◆ **Your assignment**
Identify and copy all lines of the material where the string "puffy" is found.

◆ **Input data**
□ □ □ □ □ □ □
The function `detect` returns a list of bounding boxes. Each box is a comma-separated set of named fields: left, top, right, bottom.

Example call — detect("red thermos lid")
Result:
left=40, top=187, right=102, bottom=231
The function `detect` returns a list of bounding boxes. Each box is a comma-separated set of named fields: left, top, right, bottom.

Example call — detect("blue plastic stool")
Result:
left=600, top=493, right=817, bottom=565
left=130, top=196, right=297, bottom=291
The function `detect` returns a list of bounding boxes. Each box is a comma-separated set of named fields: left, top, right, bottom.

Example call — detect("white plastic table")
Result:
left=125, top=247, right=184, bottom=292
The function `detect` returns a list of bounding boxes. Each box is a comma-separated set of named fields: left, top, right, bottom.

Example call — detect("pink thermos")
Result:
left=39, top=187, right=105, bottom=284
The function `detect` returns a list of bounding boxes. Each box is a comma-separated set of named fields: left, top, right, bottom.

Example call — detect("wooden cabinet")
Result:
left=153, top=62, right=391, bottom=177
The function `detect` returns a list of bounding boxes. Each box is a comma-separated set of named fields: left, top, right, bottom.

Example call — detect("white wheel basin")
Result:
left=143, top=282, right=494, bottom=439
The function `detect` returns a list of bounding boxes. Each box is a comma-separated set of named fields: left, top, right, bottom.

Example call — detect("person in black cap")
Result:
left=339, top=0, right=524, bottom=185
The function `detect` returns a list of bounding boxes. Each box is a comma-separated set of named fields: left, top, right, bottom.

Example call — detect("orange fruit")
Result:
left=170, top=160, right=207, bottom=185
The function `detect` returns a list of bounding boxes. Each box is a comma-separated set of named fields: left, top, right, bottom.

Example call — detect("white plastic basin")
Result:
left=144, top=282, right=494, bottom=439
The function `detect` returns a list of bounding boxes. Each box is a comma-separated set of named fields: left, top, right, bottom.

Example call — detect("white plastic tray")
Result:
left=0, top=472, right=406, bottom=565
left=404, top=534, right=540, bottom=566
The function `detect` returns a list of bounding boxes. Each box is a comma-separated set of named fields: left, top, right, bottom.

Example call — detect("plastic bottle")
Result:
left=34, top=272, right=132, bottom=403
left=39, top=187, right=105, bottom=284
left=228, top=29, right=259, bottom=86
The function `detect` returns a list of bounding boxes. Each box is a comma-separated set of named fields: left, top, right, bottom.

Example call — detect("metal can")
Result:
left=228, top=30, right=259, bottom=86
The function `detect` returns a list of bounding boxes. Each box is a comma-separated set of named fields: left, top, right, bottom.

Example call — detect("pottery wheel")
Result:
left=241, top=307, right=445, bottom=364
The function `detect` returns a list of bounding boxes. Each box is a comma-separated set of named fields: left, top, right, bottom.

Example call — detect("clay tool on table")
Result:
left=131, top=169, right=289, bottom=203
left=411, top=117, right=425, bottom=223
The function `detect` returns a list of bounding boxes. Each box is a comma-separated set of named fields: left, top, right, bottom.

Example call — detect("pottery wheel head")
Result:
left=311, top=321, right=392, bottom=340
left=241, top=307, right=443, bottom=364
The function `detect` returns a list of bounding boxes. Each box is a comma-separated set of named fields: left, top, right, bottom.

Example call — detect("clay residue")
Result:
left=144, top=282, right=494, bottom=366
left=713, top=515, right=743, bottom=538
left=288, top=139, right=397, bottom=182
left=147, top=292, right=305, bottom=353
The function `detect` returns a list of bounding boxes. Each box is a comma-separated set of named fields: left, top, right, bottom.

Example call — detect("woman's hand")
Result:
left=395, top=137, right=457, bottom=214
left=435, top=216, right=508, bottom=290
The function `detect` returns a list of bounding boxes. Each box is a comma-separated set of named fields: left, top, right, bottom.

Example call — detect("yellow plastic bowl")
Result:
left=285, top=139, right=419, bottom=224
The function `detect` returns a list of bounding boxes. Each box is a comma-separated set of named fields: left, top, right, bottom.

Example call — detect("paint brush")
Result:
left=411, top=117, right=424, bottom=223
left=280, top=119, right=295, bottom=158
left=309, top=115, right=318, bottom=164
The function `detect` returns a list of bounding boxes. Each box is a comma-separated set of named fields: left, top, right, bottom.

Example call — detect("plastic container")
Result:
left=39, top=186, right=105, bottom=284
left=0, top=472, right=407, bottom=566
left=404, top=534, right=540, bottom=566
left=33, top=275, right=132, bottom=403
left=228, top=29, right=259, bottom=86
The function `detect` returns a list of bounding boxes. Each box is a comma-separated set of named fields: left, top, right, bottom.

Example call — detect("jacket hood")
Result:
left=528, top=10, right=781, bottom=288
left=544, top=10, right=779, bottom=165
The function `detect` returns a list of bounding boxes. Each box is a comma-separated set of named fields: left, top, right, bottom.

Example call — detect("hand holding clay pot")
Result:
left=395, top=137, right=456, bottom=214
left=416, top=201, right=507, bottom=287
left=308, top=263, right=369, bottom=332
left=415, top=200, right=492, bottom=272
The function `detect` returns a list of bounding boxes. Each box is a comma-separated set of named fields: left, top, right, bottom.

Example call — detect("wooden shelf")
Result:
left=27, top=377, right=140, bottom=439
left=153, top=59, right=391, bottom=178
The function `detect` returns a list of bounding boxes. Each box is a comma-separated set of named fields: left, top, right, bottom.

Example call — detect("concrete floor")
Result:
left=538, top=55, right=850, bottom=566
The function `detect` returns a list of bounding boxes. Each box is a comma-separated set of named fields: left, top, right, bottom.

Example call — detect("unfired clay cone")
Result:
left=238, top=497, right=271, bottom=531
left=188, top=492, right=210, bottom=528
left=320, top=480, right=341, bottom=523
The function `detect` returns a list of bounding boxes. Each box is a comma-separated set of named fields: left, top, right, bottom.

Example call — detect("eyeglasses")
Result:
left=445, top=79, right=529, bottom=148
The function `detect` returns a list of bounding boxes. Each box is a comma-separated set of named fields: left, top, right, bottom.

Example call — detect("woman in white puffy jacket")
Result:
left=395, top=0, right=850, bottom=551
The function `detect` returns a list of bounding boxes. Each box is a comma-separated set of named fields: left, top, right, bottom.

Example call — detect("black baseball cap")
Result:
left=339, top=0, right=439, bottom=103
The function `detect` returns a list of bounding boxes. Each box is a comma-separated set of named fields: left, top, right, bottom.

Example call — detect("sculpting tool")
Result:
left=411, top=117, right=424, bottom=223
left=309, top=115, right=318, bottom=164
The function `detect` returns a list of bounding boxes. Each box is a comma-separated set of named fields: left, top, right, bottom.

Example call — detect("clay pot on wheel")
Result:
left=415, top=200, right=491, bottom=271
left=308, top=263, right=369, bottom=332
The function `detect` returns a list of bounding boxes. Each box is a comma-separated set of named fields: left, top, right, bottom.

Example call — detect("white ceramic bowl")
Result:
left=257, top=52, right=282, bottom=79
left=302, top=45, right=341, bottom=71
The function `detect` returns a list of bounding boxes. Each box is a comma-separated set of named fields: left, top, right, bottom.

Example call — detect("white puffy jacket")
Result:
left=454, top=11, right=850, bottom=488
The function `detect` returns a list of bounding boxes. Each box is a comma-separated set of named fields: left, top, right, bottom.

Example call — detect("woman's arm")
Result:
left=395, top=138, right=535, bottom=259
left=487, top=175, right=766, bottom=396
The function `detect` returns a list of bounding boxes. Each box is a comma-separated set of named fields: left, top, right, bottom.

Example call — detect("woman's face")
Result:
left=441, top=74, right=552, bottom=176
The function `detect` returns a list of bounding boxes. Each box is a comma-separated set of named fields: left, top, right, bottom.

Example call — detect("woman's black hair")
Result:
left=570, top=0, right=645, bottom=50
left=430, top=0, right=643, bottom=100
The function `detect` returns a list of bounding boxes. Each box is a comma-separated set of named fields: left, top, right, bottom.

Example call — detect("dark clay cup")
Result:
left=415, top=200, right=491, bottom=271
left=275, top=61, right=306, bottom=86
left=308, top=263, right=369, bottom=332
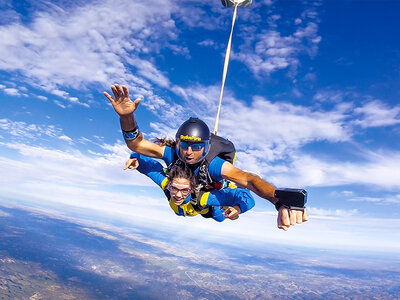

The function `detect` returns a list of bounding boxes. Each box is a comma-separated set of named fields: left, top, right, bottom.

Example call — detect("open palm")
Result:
left=104, top=84, right=140, bottom=116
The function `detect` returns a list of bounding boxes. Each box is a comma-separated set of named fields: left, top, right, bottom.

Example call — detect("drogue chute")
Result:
left=221, top=0, right=252, bottom=7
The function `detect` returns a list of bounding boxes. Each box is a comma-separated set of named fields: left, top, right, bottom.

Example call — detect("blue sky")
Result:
left=0, top=0, right=400, bottom=253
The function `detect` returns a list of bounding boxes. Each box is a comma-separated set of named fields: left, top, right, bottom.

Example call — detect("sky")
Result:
left=0, top=0, right=400, bottom=254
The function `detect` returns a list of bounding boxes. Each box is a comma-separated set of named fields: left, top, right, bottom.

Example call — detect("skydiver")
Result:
left=104, top=84, right=309, bottom=230
left=125, top=153, right=255, bottom=221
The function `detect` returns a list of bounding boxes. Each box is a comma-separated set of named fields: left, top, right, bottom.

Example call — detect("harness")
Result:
left=167, top=134, right=236, bottom=216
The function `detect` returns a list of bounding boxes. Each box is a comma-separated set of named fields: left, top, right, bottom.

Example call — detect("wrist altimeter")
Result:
left=274, top=188, right=307, bottom=211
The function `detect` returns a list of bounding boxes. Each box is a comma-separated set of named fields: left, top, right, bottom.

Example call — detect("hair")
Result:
left=167, top=163, right=196, bottom=192
left=153, top=137, right=176, bottom=148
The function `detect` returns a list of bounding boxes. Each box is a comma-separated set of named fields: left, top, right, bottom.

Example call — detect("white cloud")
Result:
□ □ □ □ □ □ □
◆ **Result**
Example call — detect("woman in white puffy jacket")
Example call — detect("white puffy jacket")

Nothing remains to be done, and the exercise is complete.